→ Requirement
The records that follow are to be transcribed word for word.

** Opening Raw data block **

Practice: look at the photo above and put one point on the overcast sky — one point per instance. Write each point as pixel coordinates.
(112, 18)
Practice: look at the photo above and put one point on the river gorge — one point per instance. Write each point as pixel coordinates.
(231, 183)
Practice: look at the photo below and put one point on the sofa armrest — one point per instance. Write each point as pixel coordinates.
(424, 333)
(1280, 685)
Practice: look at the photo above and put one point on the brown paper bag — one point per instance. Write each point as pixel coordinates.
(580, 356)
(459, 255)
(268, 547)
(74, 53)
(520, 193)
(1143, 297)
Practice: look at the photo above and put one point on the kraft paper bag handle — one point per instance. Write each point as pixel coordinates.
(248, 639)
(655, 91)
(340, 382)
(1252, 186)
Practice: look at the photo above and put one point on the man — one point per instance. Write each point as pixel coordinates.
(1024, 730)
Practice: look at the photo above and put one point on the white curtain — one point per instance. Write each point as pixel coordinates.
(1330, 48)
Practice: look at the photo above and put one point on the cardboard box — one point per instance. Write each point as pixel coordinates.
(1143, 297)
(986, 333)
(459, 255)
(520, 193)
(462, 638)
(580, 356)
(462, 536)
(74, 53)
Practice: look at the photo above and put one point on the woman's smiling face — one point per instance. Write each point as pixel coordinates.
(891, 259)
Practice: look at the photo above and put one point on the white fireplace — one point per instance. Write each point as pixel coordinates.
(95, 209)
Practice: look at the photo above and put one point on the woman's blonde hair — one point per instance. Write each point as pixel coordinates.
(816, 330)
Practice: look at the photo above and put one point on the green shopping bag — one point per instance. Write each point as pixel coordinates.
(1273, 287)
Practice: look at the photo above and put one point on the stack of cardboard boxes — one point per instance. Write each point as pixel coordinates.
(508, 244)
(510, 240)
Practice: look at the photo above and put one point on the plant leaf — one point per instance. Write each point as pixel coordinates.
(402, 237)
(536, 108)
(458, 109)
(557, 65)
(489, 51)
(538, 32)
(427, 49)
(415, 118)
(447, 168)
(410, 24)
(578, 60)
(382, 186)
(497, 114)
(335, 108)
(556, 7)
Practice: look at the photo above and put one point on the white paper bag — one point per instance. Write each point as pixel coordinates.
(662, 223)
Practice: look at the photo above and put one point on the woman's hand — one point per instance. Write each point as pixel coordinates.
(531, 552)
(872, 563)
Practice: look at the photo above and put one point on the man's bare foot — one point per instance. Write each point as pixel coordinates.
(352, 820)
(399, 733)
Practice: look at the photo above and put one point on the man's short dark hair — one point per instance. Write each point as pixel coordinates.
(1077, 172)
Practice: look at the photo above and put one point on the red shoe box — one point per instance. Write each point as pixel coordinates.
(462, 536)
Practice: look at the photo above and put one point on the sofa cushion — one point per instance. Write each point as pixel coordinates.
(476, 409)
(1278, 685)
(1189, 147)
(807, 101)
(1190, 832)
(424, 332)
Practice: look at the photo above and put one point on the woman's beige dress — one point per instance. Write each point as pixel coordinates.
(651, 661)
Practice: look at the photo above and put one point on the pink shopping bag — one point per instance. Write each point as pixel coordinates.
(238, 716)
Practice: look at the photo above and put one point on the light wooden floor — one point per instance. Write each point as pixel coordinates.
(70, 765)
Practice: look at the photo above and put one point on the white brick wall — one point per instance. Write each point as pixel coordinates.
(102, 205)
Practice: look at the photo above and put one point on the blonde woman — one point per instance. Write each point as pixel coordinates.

** Closing Raw data block **

→ Your solution
Practice: look at the photo above and put one point on the overcast sky — one point per instance. Write each point as pixel coordinates.
(112, 18)
Practice: look at the photo above and put one point on the river gorge — one point per instance. Write each point as pixel coordinates.
(231, 183)
Practice: look at the photo below and put one point on the sofa armrest — one point per instance. Write each point as pixel coordinates.
(424, 333)
(1280, 685)
Practice: look at the photo above and put one point on the brown paper bag — one point per instance. Write each point as pixel coordinates.
(580, 356)
(459, 255)
(268, 547)
(74, 53)
(520, 193)
(1143, 297)
Practice: look at the photo above and put one point on the kraft paper bag handle — one point per instance. Write each point as pixel coordinates.
(248, 639)
(655, 91)
(340, 382)
(1252, 186)
Practice: look at the photo above and put one point on the man — one point per instance. Write each point as pixel coordinates.
(1024, 730)
Practice: look at the photo above and put one point on the white curtain — one point per instance. Write each point as pixel coordinates.
(1330, 48)
Practice: look at the photo above and put one point on the cardboard box — one point per instance. Write each point as pixel coordinates.
(1143, 297)
(986, 333)
(459, 255)
(520, 193)
(462, 638)
(580, 356)
(462, 536)
(74, 53)
Practice: look at the photo above and put one point on the woman's smiling face — one point per instance. Write each point as pixel coordinates.
(891, 259)
Practice: look at the photo above and put one point on the white fireplace — one point per instance. Write each point as pixel coordinates.
(95, 209)
Practice: look at the photo above and put one point on the woman's blonde hair — one point per instance. Write each point as pixel coordinates.
(816, 330)
Practice: look at the photo above and put one point on the green shopping bag — one point per instance. Write each point as pixel coordinates.
(1273, 287)
Practice: look at the photo above and put one point on the stack of cardboard boxes — one point per instance. Write each point as pixel coordinates.
(508, 244)
(510, 240)
Practice: look at the photo above and put one point on the plant leaf — one point per instance. Write each point as pixel coordinates.
(402, 237)
(536, 108)
(458, 109)
(557, 65)
(489, 51)
(538, 32)
(427, 49)
(415, 118)
(447, 168)
(410, 24)
(578, 60)
(382, 186)
(497, 114)
(335, 108)
(556, 7)
Practice: look at the photo above and put one point on the white paper bag — one point per instance. Write each point as pixel coordinates.
(662, 223)
Practice: look at the photo above and put one point on the woman's hand — one point per instance. Write each point as pixel coordinates.
(531, 552)
(872, 563)
Practice: look at the photo above and put one point on the man's bare foot — one point per instance. Write each point as pixel coordinates.
(352, 820)
(399, 733)
Practice: look at the photo above and put one point on the man's short dark hair — one point per instance. Write each point as pixel coordinates.
(1077, 172)
Practice: look at the photo above and put one point on the red shoe box — one point per instance. Write each point as pixel coordinates.
(462, 536)
Practice: look at the photo above and put one point on the sofa cushion — one point per instance. Write each point as pixel coordinates.
(476, 409)
(1278, 685)
(1189, 147)
(807, 101)
(1190, 832)
(424, 332)
Practice: look at the photo above and put one point on the woman's beige dress — one point per instance. Write each point as pixel coordinates.
(651, 661)
Practice: look at the photo above and put one point on the pink shopping bag — one point per instance. Write each point as pixel coordinates.
(238, 716)
Practice: look at the photo above and put one point on the light wooden floor — one point per instance. Write each point as pixel coordinates.
(70, 765)
Practice: look at the photo above and put one point on the white brick wall — one point per instance. Write each point as pixel coordinates.
(102, 205)
Practice: look at the photo above and put one point on the blonde woman — one point per instance. Write each point as pixel coordinates.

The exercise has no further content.